Referring expression data
=======

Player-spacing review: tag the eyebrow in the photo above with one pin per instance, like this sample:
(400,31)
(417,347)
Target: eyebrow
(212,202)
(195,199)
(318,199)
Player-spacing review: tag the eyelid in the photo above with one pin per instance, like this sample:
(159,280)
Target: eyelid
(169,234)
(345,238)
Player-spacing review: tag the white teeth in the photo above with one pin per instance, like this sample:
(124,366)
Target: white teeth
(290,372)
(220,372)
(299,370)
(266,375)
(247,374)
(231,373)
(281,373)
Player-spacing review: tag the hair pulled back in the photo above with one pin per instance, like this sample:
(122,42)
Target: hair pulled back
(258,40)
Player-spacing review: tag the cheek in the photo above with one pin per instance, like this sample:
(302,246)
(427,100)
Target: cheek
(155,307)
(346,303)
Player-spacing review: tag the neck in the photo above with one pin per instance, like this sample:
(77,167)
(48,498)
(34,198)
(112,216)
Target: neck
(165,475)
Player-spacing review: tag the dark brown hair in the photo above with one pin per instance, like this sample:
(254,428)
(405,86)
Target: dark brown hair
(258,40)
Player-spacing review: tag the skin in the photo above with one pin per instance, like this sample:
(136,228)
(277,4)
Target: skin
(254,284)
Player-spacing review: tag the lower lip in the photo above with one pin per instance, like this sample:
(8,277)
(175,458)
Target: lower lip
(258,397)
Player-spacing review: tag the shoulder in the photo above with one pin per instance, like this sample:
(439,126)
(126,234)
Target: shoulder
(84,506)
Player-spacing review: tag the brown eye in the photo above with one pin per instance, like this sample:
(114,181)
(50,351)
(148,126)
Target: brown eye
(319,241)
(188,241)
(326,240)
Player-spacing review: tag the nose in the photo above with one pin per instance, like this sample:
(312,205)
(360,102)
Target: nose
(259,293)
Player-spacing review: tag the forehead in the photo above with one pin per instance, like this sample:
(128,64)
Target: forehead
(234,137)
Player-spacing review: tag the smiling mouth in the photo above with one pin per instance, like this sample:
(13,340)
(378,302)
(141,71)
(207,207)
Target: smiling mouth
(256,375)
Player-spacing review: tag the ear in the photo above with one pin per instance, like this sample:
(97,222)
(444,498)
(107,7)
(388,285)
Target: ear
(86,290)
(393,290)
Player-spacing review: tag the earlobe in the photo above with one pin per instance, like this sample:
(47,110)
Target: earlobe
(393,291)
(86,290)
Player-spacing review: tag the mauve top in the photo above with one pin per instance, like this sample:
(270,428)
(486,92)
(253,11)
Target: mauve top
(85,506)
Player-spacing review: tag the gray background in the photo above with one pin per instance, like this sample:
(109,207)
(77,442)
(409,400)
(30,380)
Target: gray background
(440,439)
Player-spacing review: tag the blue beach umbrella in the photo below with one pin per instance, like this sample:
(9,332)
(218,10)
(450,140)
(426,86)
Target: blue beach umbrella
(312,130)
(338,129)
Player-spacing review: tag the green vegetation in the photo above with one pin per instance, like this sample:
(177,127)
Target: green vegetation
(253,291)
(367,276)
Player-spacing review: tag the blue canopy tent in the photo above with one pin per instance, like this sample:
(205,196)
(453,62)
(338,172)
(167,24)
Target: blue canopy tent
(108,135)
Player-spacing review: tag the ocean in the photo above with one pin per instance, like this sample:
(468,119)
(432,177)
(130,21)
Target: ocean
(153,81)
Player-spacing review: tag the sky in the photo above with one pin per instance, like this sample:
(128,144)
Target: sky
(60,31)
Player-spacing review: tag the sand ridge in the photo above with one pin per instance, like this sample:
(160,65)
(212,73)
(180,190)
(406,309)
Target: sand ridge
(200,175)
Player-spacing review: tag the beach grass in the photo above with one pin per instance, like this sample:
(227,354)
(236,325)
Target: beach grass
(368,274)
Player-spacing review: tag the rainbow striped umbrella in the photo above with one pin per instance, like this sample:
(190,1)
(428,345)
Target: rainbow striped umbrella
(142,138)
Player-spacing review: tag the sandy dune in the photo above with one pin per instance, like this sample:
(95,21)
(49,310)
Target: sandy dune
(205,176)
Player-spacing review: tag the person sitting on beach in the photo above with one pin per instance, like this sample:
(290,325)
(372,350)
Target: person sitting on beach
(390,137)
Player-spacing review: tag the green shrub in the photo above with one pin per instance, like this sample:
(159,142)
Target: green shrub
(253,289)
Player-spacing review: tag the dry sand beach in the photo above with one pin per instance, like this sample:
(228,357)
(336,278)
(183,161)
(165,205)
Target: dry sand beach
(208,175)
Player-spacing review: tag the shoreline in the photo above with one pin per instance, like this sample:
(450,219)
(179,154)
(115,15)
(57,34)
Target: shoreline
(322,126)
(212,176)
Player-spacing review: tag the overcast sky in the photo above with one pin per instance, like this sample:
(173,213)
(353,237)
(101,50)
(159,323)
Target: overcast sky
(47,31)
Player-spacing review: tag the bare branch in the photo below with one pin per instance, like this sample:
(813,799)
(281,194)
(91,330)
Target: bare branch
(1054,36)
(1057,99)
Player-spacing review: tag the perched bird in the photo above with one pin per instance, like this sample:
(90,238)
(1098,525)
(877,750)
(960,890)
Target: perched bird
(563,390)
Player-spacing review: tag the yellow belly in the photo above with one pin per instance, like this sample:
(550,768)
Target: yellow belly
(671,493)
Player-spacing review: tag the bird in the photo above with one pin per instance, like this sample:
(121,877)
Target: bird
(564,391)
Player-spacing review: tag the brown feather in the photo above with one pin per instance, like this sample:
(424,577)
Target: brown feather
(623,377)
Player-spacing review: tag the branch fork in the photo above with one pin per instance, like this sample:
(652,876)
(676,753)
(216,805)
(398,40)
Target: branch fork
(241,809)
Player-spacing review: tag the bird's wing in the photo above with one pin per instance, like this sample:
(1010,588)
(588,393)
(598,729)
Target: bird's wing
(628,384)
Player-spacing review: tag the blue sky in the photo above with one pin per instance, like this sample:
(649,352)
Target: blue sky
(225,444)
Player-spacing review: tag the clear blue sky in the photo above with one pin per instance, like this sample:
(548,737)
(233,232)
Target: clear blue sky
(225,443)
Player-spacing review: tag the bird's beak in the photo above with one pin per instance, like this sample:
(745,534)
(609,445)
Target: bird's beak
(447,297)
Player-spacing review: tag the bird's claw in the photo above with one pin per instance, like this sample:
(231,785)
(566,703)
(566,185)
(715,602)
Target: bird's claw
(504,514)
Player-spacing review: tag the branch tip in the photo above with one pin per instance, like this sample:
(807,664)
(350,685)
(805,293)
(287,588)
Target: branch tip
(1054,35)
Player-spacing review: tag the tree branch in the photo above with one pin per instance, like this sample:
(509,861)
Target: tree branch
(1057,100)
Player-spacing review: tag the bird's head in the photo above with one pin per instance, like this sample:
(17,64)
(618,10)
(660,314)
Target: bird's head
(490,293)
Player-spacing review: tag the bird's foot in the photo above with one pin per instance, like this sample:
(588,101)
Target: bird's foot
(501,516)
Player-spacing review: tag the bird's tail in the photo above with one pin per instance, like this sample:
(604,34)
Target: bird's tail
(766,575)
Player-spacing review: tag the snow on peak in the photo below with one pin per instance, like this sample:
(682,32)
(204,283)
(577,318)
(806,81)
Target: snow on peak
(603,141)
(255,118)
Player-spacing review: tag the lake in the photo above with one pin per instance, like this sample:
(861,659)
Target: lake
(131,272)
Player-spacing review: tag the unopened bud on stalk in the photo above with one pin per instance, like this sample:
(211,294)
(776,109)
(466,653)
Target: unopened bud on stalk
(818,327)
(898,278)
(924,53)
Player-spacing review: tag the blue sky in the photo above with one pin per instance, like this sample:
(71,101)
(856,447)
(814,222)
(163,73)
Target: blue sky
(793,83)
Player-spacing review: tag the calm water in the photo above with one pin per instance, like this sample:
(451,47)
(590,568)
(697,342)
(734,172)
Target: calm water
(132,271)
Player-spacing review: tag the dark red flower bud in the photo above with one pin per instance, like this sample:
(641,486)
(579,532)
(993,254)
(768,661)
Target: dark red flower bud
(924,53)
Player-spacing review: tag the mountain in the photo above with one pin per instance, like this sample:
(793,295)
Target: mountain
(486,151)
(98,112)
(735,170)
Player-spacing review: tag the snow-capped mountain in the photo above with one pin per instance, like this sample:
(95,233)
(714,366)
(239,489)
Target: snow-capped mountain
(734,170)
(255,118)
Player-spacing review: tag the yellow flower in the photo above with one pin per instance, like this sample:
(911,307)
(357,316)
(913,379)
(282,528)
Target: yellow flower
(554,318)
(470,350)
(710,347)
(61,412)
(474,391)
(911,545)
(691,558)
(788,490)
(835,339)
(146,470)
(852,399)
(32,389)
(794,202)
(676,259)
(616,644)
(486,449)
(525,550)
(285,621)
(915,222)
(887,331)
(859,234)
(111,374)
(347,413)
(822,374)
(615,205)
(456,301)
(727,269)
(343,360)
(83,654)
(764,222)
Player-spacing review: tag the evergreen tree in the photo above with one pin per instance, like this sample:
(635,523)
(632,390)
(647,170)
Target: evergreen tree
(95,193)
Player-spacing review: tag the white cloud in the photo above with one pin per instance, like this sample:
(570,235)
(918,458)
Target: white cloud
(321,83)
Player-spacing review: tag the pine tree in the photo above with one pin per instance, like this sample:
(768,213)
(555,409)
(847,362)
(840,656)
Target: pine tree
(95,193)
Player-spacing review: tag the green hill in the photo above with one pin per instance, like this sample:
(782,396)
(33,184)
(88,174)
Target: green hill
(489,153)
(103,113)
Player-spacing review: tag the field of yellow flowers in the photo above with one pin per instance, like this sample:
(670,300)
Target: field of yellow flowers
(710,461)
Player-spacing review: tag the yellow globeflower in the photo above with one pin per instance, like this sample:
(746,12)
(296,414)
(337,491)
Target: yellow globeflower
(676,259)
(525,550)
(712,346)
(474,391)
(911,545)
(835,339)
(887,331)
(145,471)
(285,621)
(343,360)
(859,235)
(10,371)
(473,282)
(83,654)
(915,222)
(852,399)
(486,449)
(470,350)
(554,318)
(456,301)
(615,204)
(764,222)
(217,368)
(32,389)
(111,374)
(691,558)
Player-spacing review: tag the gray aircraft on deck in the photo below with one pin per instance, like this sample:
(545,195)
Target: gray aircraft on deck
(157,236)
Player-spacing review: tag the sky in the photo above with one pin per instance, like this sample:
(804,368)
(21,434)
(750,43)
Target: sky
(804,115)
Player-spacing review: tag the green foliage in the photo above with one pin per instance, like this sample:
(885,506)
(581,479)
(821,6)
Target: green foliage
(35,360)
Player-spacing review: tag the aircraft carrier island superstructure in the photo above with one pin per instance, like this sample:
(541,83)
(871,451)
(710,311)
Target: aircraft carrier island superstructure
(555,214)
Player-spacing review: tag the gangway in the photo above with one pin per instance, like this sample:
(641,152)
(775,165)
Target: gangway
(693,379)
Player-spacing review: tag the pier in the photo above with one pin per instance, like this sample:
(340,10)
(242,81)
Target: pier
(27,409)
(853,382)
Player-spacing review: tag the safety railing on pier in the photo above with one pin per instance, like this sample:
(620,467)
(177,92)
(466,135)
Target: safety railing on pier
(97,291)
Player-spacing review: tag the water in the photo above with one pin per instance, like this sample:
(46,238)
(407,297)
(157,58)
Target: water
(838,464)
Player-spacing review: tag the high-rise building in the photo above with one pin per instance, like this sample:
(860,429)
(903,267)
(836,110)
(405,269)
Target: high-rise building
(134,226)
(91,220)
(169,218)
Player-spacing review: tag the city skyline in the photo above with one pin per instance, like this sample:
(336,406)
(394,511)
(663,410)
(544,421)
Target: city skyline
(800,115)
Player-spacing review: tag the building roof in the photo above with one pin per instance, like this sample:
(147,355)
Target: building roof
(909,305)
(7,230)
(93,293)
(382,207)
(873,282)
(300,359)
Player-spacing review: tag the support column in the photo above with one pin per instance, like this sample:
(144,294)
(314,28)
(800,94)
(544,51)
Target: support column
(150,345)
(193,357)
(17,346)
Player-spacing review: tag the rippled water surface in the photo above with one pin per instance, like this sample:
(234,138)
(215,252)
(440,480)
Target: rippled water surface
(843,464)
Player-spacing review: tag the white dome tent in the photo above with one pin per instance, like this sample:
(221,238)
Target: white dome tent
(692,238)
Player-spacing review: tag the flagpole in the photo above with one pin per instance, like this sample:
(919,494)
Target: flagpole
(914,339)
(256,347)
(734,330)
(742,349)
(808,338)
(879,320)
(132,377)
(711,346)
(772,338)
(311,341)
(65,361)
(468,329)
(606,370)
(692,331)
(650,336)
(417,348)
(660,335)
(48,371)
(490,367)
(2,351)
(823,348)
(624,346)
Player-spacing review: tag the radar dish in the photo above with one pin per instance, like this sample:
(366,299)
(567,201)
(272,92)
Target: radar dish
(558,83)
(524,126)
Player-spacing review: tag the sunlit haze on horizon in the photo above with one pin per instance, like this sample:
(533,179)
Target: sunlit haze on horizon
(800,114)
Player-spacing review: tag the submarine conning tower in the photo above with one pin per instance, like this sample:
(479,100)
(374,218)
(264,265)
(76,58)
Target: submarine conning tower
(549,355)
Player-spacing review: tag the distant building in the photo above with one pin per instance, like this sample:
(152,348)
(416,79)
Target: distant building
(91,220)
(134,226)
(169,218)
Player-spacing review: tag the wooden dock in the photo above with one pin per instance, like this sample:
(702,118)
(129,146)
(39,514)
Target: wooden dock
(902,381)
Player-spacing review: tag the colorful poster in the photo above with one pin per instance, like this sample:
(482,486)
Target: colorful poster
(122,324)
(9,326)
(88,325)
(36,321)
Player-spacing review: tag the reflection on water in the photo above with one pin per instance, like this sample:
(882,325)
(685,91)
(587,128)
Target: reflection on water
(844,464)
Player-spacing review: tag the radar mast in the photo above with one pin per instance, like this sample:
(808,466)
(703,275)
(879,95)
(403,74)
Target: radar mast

=======

◆ Task to complete
Make a copy of each line in the records that has the word "below".

◆ Response
Player-spacing review: tag the blue beach umbrella in the photo below with one pin per instance, like this sample:
Player-spacing review: tag the bare branch in the photo below with one pin per instance, like this sample:
Player-spacing review: tag the snow on peak in the photo below with one pin per instance, like this sample:
Player-spacing review: tag the gray aircraft on deck in the photo below with one pin per instance, like this sample:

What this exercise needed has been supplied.